## Exercise a
Please quote the business card thread word for word, from "What would YOU" up to and including "tinkering, if needed).".

Agreed - keep the card much, much simpler. Employ the use of white space, clean fonts and the like. If your card looks professional, someone who is looking for photos will go to your website. But with the cards I see in this thread, I get a definite amateur vibe from. Not trying to be rude, just honest.

Hell, even do a google image search for some business cards and ape a format you like.


----------



## NateS (Oct 18, 2007)

My suggestions would be very simple on the front and then consider one or two small pictures on the back of the card with a nice border on each.  This way the front looks very professional and the back can show a couple examples of your work.  Maybe one small picture in the top left corner on the front wouldn't hurt.


----------



## danalec99 (Oct 18, 2007)

> A poor design will turn them away and generally ruin your image.


I'm of the opinion that there isn't a 'poor' design, only different clients.
Your 'clean' might be 'bland' to someone else.
Your 'flashy' might be 'cheesy' to your neighbor.

Christina, first figure out who your potential clients are. It is hard to please everyone. Instead of spending top funds on market research or going with a 'this might work' design, the easiest solution is to start with you. You know more about you than anyone else. And there _are_ many people on a similar wave length (regardless of nationality, race, language etc). 
What would YOU like to see on a similar card when you visit an ObGyn? More text (if so, what font, size, colour etc), more images (collage, one big photo, b&w, color, selective color, sleeping baby, a nursing momma, nude pregnant mom etc?), mixture of both? 
Make several designs, pin them all over your walls where you will come accross them when it's the last thing on your mind. Give it a few days. Now which one grabs your attention the most? Which one makes YOU  say, "wow, this looks cool... I should check her website out!" ? 
Go with that (of course with more tinkering, if needed).

I'd hit Barnes & Noble for inspiration.​


----------



## guitarmy (Oct 18, 2007)

danalec99 said:


> I'm of the opinion that there isn't a 'poor' design, only different clients.​


 
I don't agree. That's like saying there's no 'poor photography', just different viewers. Which I also don't ascribe to.

## Data provided
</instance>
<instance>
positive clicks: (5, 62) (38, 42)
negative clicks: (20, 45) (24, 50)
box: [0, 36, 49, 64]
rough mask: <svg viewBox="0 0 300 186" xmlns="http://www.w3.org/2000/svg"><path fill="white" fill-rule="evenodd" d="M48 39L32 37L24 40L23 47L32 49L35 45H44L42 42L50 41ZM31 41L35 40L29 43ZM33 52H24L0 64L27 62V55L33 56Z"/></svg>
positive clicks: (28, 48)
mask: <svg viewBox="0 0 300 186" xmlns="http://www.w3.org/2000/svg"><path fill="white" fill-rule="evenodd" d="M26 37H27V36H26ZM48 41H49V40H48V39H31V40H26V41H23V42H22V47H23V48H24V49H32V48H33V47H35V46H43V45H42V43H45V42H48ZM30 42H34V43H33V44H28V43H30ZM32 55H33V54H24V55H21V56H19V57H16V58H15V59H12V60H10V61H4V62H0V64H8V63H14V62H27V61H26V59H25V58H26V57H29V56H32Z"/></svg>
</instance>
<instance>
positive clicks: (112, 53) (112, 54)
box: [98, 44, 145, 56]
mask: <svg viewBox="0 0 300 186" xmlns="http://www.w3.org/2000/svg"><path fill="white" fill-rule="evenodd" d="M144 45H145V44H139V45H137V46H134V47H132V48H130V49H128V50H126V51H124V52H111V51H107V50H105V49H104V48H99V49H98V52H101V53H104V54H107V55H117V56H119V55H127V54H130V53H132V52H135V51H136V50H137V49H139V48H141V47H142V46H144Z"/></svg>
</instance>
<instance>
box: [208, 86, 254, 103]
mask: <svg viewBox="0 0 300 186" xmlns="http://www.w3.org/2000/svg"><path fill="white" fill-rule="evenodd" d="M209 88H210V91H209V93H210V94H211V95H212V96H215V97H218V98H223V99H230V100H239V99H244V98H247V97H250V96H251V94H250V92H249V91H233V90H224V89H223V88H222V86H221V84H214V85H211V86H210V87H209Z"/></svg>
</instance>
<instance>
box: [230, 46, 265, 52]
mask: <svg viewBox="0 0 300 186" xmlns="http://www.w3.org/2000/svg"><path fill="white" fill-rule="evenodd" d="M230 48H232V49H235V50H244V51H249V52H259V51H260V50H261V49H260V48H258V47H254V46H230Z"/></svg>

## Exercise b
Print the rows verbatim, starting with their first line and going up to and including the line containing "box: [0, 36, 49, 64]".

## Expected output a
What would YOU like to see on a similar card when you visit an ObGyn? More text (if so, what font, size, colour etc), more images (collage, one big photo, b&w, color, selective color, sleeping baby, a nursing momma, nude pregnant mom etc?), mixture of both? 
Make several designs, pin them all over your walls where you will come accross them when it's the last thing on your mind. Give it a few days. Now which one grabs your attention the most? Which one makes YOU  say, "wow, this looks cool... I should check her website out!" ? 
Go with that (of course with more tinkering, if needed).

## Expected output b
</instance>
<instance>
positive clicks: (5, 62) (38, 42)
negative clicks: (20, 45) (24, 50)
box: [0, 36, 49, 64]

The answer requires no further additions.